- [What to work on]
- 1) In the article on Jody Sears' contract, rewrite the paragraph beginning "Sears was 2-9 as the interim head coach" as a shorter version that keeps its main facts.
- 2) Extend the article on Jody Sears' contract by a few paragraphs, picking up after its final sentence.

--- Start of Excerpted text ---

OGDEN -- The question of whether Jody Sears will continue as the Wildcats football coach after the end of this season is written into his contract extension.
In the agreement dated Dec. 1, 2012, Weber State University reserves the right to release Sears, for cause and without further compensation, in case of "failure of the WSU Football program to win 4 games during the 2013 or 6 games during the 2014 season."
Left unanswered in the contract is under what conditions Sears will be retained if Weber State (1-10, 0-7 Big Sky Conference) doesn't win four games.
Heading into the final game of his second season on Saturday at Stewart Stadium against Idaho State, Sears' status is once again uncertain; what is a mathematical certainty is the best the Wildcats and their coaching staff can do is half of the required four wins.
But the wording of Sears' contract isn't the reason his future at Weber State is in doubt.
Sears was 2-9 as the interim head coach in 2012 before signing the three-year extension. Any football coach facing consecutive one- or two-win seasons is on the hot seat; the contract merely removes any obligation to pay a buy-out from the decision-making process of WSU President Charles A. Wight, Vice President Norm Tarbox and Athletics Director Jerry Bovee.
It's fair to ask what considerations will go into a decision to retain or release Sears and his staff, Bovee said.

--- End of Excerpted text ---
--- Start of Data lines ---

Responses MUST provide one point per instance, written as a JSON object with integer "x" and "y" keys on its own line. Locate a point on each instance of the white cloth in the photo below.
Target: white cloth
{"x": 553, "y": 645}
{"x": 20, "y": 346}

--- End of Data lines ---
--- Start of Data lines ---

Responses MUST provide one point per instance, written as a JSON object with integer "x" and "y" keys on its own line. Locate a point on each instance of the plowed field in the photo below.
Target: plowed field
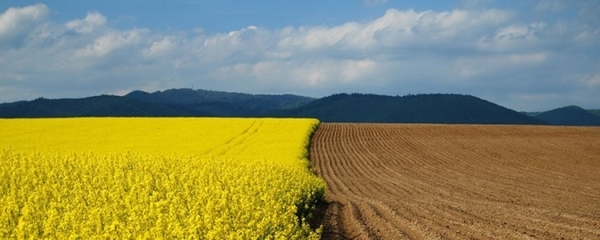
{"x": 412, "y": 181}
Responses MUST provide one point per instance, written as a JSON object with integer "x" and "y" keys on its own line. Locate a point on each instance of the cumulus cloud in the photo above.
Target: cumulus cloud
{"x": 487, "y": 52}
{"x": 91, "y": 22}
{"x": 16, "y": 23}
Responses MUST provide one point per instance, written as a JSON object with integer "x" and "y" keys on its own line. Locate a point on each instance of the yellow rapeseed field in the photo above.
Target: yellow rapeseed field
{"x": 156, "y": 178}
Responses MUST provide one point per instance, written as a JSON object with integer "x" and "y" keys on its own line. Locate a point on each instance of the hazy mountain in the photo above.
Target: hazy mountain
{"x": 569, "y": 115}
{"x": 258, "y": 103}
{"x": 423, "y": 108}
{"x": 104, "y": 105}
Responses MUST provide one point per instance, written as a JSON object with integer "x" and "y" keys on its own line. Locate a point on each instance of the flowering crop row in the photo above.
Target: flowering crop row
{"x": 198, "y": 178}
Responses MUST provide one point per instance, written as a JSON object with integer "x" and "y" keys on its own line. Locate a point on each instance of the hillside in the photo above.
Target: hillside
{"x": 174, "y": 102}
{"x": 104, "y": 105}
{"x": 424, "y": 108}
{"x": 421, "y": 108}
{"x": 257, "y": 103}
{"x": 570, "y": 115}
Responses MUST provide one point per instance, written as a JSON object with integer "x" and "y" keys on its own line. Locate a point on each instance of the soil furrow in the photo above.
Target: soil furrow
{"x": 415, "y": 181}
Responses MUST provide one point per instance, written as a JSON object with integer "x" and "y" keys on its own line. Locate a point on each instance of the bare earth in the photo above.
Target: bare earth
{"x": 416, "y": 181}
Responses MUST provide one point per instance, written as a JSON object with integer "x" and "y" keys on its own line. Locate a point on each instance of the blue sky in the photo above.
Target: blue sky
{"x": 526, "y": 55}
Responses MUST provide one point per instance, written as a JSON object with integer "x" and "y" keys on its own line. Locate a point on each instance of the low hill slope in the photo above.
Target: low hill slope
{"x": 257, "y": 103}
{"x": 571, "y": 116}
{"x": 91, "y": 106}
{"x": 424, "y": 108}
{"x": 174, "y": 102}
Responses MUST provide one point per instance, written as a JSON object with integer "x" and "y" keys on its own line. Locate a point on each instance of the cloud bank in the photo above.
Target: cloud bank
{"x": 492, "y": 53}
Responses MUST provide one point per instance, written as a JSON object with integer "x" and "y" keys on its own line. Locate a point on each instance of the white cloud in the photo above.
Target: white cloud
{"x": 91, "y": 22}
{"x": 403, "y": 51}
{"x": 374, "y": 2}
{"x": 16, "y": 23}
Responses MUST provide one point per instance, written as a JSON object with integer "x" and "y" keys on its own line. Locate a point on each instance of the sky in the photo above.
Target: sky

--- End of Data lines ---

- [Final results]
- 1) After going 2-9 as interim head coach in 2012, Sears signed a three-year extension. Any coach facing back-to-back one- or two-win seasons is on the hot seat. The contract only means that President Charles A. Wight, Vice President Norm Tarbox and Athletics Director Jerry Bovee need not weigh a buy-out payment when they decide.

- 2)
"Any coach that's up against a contract, you go through the same process," he said. "Jody has done a lot of things really well. He's been put in a tough situation and we've done nothing but try to support him and his program in moving forward. The litmus test will be, 'Are we moving forward? Will we continue to move forward?' Right now, we're focused on getting through the Idaho State game and getting him all kinds of support through that."
Bovee said the individual particulars of Sears' situation will be considered, but no concrete deadline has been established for a final decision.
"He has a three-year contract," Bovee said. "I realize there are stipulations in there that give outs to the university. I don't know that I have a timeframe to give you. Right now, I've just been focused on helping him from my chair to have all the resources and support to get through this season and then we'll get through it from there."
For his part, Sears said Thursday he deserves to be the coach next year.
"Absolutely," he said. "No question. With all the young guys we're playing, we had some injuries at key spots that really made us thin, but from the culture standpoint, how it's growing and the leadership that's been established, no question about it. These kids need stability and they need sound leadership and I think myself and the coaching staff, that's exactly what we bring to the table.
"We're raising these guys to be men of integrity and character. I think again, as we go through it, we're going to make some huge strides in the near future."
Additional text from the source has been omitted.